WORK TO DO: Write out every line of the records below as a numbered list, skipping any blank lines.

◆ ◆ ◆ ◆

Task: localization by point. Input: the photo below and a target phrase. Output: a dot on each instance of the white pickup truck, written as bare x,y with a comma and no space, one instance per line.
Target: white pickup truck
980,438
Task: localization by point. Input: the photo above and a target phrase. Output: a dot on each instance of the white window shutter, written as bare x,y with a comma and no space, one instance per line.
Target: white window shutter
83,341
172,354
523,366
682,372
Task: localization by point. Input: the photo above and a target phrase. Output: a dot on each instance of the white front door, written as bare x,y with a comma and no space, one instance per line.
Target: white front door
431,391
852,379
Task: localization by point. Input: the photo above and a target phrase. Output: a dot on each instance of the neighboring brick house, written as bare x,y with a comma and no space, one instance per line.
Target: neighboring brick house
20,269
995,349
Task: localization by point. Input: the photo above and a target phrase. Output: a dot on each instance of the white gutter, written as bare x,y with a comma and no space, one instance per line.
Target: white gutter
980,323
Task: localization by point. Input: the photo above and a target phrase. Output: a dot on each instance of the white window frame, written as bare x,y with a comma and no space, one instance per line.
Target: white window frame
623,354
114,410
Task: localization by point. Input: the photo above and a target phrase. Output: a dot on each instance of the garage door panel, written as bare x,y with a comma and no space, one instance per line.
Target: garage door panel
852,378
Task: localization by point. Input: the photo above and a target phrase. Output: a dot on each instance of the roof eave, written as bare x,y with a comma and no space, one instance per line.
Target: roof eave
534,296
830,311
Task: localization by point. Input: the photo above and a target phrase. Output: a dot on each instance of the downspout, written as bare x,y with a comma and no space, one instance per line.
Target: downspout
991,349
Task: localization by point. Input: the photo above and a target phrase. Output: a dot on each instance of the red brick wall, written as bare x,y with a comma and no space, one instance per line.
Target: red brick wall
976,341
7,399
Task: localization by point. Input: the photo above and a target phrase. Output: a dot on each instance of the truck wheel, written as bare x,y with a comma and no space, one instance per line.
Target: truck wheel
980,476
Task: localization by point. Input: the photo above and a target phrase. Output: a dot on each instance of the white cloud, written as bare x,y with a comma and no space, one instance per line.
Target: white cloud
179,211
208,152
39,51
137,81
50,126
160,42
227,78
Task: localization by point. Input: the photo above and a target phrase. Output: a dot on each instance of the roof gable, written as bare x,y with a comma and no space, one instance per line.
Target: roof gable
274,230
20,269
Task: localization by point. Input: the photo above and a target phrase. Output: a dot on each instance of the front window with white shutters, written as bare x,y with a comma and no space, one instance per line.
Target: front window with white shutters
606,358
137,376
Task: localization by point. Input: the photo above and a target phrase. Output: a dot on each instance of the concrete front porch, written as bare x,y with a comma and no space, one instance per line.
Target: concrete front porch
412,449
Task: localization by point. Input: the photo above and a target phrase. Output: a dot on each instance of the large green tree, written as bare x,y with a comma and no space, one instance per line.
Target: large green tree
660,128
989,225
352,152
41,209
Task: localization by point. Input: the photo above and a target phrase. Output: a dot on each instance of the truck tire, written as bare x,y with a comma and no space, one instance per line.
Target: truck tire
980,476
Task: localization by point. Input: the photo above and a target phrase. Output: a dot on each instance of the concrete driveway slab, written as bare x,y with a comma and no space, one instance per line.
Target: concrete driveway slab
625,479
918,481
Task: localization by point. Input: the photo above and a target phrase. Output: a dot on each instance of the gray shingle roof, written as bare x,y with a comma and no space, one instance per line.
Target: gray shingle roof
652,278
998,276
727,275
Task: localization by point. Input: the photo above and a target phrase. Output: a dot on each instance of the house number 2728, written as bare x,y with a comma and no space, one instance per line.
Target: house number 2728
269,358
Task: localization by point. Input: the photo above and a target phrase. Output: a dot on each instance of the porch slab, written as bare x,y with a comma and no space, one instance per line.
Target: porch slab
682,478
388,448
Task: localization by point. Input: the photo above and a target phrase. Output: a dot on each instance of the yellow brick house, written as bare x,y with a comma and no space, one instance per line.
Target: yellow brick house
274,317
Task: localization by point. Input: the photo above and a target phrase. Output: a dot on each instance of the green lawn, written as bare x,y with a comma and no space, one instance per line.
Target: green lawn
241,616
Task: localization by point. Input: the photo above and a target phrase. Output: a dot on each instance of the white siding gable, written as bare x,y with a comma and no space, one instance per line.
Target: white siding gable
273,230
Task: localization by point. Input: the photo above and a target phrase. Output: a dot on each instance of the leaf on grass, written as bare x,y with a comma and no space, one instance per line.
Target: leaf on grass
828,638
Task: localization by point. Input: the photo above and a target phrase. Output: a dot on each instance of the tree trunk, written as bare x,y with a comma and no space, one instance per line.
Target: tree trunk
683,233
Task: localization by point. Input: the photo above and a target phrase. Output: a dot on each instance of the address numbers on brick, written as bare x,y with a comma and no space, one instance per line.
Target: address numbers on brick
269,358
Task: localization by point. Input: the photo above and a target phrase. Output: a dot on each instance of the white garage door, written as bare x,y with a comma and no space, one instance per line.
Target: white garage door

◆ ◆ ◆ ◆

TASK RESULT:
1. Task: localization by point. Input: the photo below and a target phrase. Output: a dot on each instance of the white pickup truck, written as bare x,y with a comma and no space, one instance per line.
2. Target: white pickup truck
3. 980,438
4. Task: localization by point. Input: the photo above and a target phrase. Output: a dot on each instance of the white window shutter, written as bare x,y with a comma and no space, one instance per line.
5. Target: white window shutter
6. 83,341
7. 172,354
8. 523,366
9. 682,372
10. Task: localization by point. Input: the photo above and a target phrase. Output: a dot on each instance of the white front door, written as bare x,y with a comma and no space, one instance per line.
11. Target: white front door
12. 431,391
13. 852,379
14. Task: localization by point. Input: the photo above and a target phrase. Output: a dot on each instance of the neighboring brick house, written as bare x,y with a comma and no space, one instance per line.
15. Target: neighboring brick house
16. 20,269
17. 995,349
18. Task: localization by point. Input: the photo above and a target phrase. Output: a dot on each instance of the white gutter, written as bare x,y with a comma and no space, one instance per line.
19. Target: white gutter
20. 980,323
21. Task: localization by point. Input: the photo above and a target phrase. Output: a dot on each instance of the white window frame, written as bare x,y with a comma and no space, one instance per line.
22. Target: white window frame
23. 623,354
24. 114,410
25. Task: localization by point. Input: the photo above and a target phrase. Output: a dot on each instance of the garage door panel, written as bare x,y with a comma and no space, one instance per line.
26. Target: garage door panel
27. 852,378
28. Task: localization by point. Input: the photo above and a target phrase. Output: a dot on each instance of the roof eave, written as bare x,y with a comma and no space, one instance per line.
29. Target: roof eave
30. 534,296
31. 830,311
32. Task: localization by point. Input: the photo above and a target phrase. Output: a dot on each instance of the downspout, written as bare x,y with a comma and no space, one instance per line.
33. Target: downspout
34. 991,349
35. Task: localization by point. Input: the photo above and a target phrase. Output: a dot on each instance of the red brick wall, written as bare x,y with a comma and no space, one instance per line.
36. Target: red brick wall
37. 976,341
38. 7,399
39. Task: localization by point. Input: the photo above and a target phrase. Output: a dot on each instance of the truck wheel, written as bare x,y with a comma and no space, one instance per line.
40. Target: truck wheel
41. 980,476
42. Task: localization by point. Input: the photo above and a target phrase. Output: a dot on each instance of the white cloud, written as bare x,y with a comma and no space, one instance per line.
43. Target: white cloud
44. 179,211
45. 208,152
46. 39,51
47. 137,81
48. 50,126
49. 160,42
50. 227,78
51. Task: localization by point. Input: the photo above and a target phrase. Output: a dot on each instance of the roof gable, written as bare x,y with a comma and no space, one instance per line.
52. Target: roof gable
53. 274,230
54. 20,269
55. Task: localization by point. Input: the photo above and a target phrase. Output: a dot on each instance of the front window with white shutters, written as bare x,y with a comma and no space, one instance per line.
56. Target: front window with white shutters
57. 606,358
58. 137,376
59. Task: localization by point. Input: the photo above and a target phrase. Output: a dot on each instance of the concrete front porch, written as bare x,y with a comma and no space, one instance per line.
60. Target: concrete front porch
61. 412,449
62. Task: localization by point. Input: the photo above and a target phrase. Output: a dot on each instance of the large green tree, written as bare x,y with a comma and no space, one instance per line.
63. Target: large green tree
64. 660,128
65. 989,225
66. 352,152
67. 41,209
68. Task: localization by point. Input: the photo above and a target phrase. Output: a dot on each instance of the truck tire, written as bare x,y with a comma and no space, one instance per line.
69. Target: truck tire
70. 980,476
71. Task: localization by point. Input: the photo above and a target phrase. Output: a dot on each instance of the concrete driveway slab, written as bare x,y with a comma and no space, one instance per line.
72. Target: concrete driveway slab
73. 625,479
74. 918,481
75. Task: localization by point. Input: the photo above and a target phrase. Output: a dot on each instance of the gray shingle roof, written as bare x,y with a comma and no space, one instance per line.
76. Target: gray shingle roof
77. 652,278
78. 998,276
79. 727,275
80. Task: localization by point. Input: the photo above and a target phrase. Output: a dot on each instance of the house number 2728, written as bare x,y with a comma and no space, one instance per line.
81. Target: house number 2728
82. 269,358
83. Task: localization by point. Input: the photo above and a target phrase. Output: a dot on each instance of the porch slab, written as bare x,y with a comma and no space, one instance per line.
84. Target: porch slab
85. 682,478
86. 388,448
87. Task: localization by point. Input: the photo above and a target phrase. Output: a dot on each instance of the yellow brick house, written as bare x,y with a comma and no space, one instance per line.
88. Target: yellow brick house
89. 274,317
90. Task: localization by point. Input: the photo above and a target phrase. Output: a dot on each instance of the green lawn, written as bare x,y with a comma and no space, one instance per line.
91. Target: green lawn
92. 241,616
93. Task: localization by point. Input: the photo above and a target phrase. Output: a dot on each instance of the white siding gable, written as bare x,y with a comma and no space, one instance per line.
94. Target: white siding gable
95. 273,230
96. Task: localization by point. Input: the photo above and a target phrase. Output: a dot on each instance of the leaf on grass, written as bare x,y with a comma and no space, one instance per line.
97. Target: leaf on grass
98. 828,638
99. Task: localization by point. Input: the photo above and a target phrase. Output: a dot on each instance of the tree trunk, written as bare x,y with a comma and no space, one instance per line.
100. Target: tree trunk
101. 683,233
102. Task: localization by point. Input: the photo above and a target phrase. Output: a dot on each instance of the address numbers on brick, written as bare x,y with a comma and no space, one instance per line.
103. Target: address numbers on brick
104. 269,358
105. Task: localization by point. Input: the photo above and a target phrase. Output: a dot on each instance of the white garage door, written as bare x,y with a comma and no space, one instance per line.
106. Target: white garage door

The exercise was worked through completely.